Instructions to follow: Reproduce every item below word for word, keeping each line as it stands.

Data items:
— begin —
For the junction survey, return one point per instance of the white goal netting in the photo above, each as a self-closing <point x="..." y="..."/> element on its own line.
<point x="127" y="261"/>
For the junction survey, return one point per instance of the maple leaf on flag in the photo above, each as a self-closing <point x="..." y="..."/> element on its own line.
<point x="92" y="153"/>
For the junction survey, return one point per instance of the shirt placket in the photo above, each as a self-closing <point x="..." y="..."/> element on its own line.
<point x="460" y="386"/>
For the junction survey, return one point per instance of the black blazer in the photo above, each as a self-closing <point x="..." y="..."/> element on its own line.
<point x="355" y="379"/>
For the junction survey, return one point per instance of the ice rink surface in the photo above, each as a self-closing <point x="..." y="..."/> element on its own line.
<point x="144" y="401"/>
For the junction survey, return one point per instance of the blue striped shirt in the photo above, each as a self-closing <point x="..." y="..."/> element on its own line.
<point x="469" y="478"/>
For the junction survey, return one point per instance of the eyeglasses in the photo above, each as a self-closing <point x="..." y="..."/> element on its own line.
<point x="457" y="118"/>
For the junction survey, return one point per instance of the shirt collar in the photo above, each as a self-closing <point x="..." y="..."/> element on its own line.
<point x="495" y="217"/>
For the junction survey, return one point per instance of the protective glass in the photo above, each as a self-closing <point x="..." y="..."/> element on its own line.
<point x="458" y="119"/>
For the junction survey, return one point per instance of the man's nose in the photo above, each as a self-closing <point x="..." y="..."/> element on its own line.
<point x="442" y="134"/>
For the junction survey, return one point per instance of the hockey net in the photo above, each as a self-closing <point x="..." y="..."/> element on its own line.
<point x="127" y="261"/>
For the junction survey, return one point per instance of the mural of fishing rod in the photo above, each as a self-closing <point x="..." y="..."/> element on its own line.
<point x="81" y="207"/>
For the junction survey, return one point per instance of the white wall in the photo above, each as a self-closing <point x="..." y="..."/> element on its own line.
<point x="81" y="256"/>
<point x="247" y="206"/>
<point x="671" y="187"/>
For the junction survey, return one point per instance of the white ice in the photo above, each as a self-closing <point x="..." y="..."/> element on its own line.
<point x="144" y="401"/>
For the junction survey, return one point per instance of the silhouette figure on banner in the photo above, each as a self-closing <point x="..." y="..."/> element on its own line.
— end —
Final answer:
For the junction survey, return one point per instance of the white goal netting in the photo above, each as a self-closing <point x="..." y="..."/> element on its own line.
<point x="127" y="261"/>
For the junction survey, return one point per instance of the maple leaf on flag in the photo above, each as a self-closing <point x="..." y="..."/> element on its own line.
<point x="92" y="153"/>
For the junction survey, return one point per instance of the shirt placket in the photo above, each as a self-closing <point x="..." y="..."/> element on its own line.
<point x="460" y="386"/>
For the junction survey, return one point per instance of the black blazer in the photo above, each as a self-closing <point x="..." y="..."/> element on its own line.
<point x="355" y="379"/>
For the junction survey, return one point per instance of the ice rink surface in the photo above, each as a self-closing <point x="..." y="..."/> element on its own line.
<point x="144" y="401"/>
For the junction survey, return one point per instance of the blue striped shirt in the photo above, each as a self-closing <point x="..." y="..."/> element on its own line.
<point x="469" y="478"/>
For the junction survey, return one point per instance of the eyeglasses in the photo above, each as a self-closing <point x="..." y="..."/> element on its own line.
<point x="457" y="118"/>
For the junction survey, return one point per instance of the shirt collar in the photo above, each as a self-closing <point x="..." y="..."/> element on its own line.
<point x="495" y="217"/>
For the junction survey, return one point per instance of the protective glass in the photo above, each as a self-closing <point x="..." y="..."/> element on its own line.
<point x="458" y="119"/>
For the junction survey, return one point per instance of the man's nose in the photo above, each as a self-closing <point x="..." y="..."/> element on its own line.
<point x="442" y="134"/>
For the junction survey, return one point per instance of the hockey net in the photo above, each as a self-closing <point x="..." y="..."/> element on its own line.
<point x="127" y="261"/>
For the junction survey, return one point per instance of the mural of fishing rod in the photo above, each as a self-closing <point x="..." y="..."/> element on its own line.
<point x="81" y="207"/>
For the junction survey, return one point per instance of the white wall in the photo above, each as a self-closing <point x="..." y="..."/> element on its own line.
<point x="81" y="256"/>
<point x="247" y="206"/>
<point x="671" y="187"/>
For the junction survey, return one point per instance of the white ice in the photo above, each as a self-closing <point x="..." y="..."/> element on its own line.
<point x="144" y="401"/>
For the junction survey, return one point per instance of the silhouette figure on banner in the photo above, each as a self-closing <point x="..." y="..."/> element on its own line.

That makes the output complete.